(Data entries)

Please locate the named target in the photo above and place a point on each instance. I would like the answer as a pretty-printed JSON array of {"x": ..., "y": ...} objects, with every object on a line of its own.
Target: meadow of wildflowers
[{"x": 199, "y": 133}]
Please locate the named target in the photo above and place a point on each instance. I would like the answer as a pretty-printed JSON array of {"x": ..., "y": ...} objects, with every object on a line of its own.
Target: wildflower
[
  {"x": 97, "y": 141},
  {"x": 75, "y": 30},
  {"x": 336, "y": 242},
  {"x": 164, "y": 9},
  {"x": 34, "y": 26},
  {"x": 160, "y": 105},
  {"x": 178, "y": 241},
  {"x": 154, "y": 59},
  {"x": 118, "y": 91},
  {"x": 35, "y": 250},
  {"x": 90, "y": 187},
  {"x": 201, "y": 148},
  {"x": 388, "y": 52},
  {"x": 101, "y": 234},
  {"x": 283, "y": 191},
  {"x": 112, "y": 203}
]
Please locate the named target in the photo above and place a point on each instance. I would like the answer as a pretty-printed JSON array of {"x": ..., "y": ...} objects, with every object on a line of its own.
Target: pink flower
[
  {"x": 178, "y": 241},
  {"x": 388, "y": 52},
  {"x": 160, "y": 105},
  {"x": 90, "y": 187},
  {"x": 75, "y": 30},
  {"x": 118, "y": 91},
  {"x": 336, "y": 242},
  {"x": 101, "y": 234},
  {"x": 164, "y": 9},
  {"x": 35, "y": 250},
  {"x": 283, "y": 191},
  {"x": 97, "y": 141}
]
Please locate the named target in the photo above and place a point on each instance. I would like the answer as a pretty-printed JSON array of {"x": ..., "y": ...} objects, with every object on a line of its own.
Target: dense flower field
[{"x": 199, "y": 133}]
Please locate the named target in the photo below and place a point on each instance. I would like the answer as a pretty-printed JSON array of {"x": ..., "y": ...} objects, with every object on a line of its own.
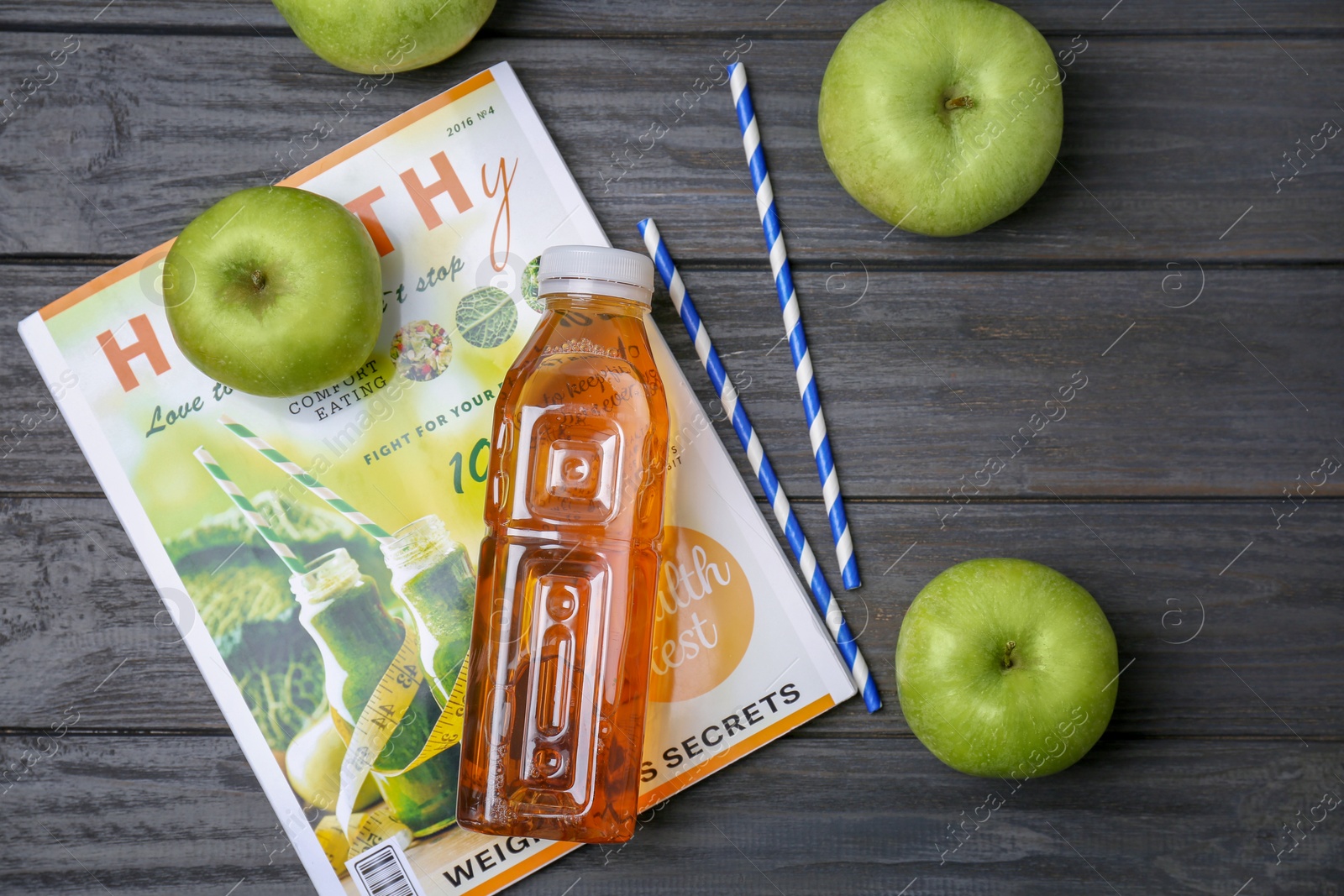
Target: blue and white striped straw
[
  {"x": 822, "y": 594},
  {"x": 793, "y": 327}
]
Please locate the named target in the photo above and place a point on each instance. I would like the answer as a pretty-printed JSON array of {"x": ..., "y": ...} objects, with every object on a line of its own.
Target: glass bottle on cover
[{"x": 358, "y": 640}]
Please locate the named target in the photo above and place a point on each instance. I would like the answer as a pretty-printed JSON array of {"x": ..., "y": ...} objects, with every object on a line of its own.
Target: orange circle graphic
[{"x": 703, "y": 617}]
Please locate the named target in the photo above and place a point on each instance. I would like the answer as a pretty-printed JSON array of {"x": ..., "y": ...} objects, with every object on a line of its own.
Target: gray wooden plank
[
  {"x": 925, "y": 375},
  {"x": 81, "y": 625},
  {"x": 1168, "y": 143},
  {"x": 803, "y": 815},
  {"x": 705, "y": 16}
]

Task to complete = Give every line of the data above again as it stands; the pictures stay out.

Solution to this problem =
Please locate the named target in the photo above and place a point on each instance. I would like the answer as a pretty-printed JSON array of {"x": ..., "y": ...} objects, with every object on a line of its own.
Target: meadow of wildflowers
[{"x": 199, "y": 133}]
Please locate the named target in the photo above and place a point on each instance. I would like the answer as a pretty-printed JSON array of {"x": ..., "y": ...} objects, with every object on a line of its own.
Target: wildflower
[
  {"x": 97, "y": 141},
  {"x": 75, "y": 30},
  {"x": 336, "y": 242},
  {"x": 164, "y": 9},
  {"x": 34, "y": 26},
  {"x": 160, "y": 105},
  {"x": 178, "y": 241},
  {"x": 154, "y": 59},
  {"x": 118, "y": 91},
  {"x": 35, "y": 250},
  {"x": 90, "y": 187},
  {"x": 201, "y": 148},
  {"x": 388, "y": 52},
  {"x": 101, "y": 234},
  {"x": 283, "y": 191},
  {"x": 112, "y": 203}
]
Please locate the named target in the photo above and place a point on each instance. I would like the answer as a pretty-printed JSON array of {"x": ..., "y": ...} objects, with every object on a line of its own.
Target: pink flower
[
  {"x": 178, "y": 241},
  {"x": 388, "y": 52},
  {"x": 160, "y": 105},
  {"x": 90, "y": 187},
  {"x": 75, "y": 30},
  {"x": 118, "y": 91},
  {"x": 336, "y": 242},
  {"x": 101, "y": 234},
  {"x": 164, "y": 9},
  {"x": 35, "y": 250},
  {"x": 283, "y": 191},
  {"x": 97, "y": 141}
]
Please locate the named target in the photo above and place a point on each instance. I would like the answer as a pretty-printed JSON array of {"x": ..., "y": ...} objects, with every object on a line of its own.
Target: dense flower field
[{"x": 199, "y": 133}]
Please locate the named target in the photo below and place a point on each instance. I would like the answer as a pretty-printed JSON array of {"x": ..., "y": ...} objects, with every object on a line of its own.
Target: blue and white striped straw
[
  {"x": 822, "y": 594},
  {"x": 793, "y": 327}
]
Please locate the named target in the photo above and place a point on each instance. I would like the answer as a pretty-printed JSON array of {"x": ..., "y": ...} objects, with every object on a line of its own.
Target: glass bottle on cover
[{"x": 358, "y": 640}]
Please locate the named target in the photo above and place a point on each instance. I would like the answer as a pretty-printed JSON array of {"x": ..., "y": ...} objects, with every object on a line of its own.
Target: orange circle graphic
[{"x": 703, "y": 617}]
Please locate the named target in the photo above and place a point on each instance. I would like the answer as a pretty-printed JSON array of {"x": ..., "y": ...} objects, with every object on a line of its own.
Target: gray wooden plank
[
  {"x": 925, "y": 375},
  {"x": 81, "y": 625},
  {"x": 1168, "y": 143},
  {"x": 803, "y": 815},
  {"x": 705, "y": 16}
]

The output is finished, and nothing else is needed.